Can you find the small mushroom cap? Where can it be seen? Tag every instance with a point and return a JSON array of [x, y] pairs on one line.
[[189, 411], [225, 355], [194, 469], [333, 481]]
--
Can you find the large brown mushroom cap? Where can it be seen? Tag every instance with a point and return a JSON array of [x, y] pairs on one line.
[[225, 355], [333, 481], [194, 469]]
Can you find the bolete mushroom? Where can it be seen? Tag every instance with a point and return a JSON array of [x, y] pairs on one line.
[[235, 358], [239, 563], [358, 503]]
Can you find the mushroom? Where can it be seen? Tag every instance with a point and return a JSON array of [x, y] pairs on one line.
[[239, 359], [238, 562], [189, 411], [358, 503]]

• _YOUR OBJECTIVE_:
Can you rewrite the part of the material that opens with the line containing "Can you find the large" and closes with the line containing "[[225, 355], [333, 481], [194, 469]]", swapping "brown" for "tan" and leaving everything else unchanged?

• _FINAL RESULT_:
Can you find the large tan mushroom cap? Where can it be seen? Tag every instance with a point and return a JSON array of [x, y] pairs on one line.
[[225, 355], [333, 481], [194, 469]]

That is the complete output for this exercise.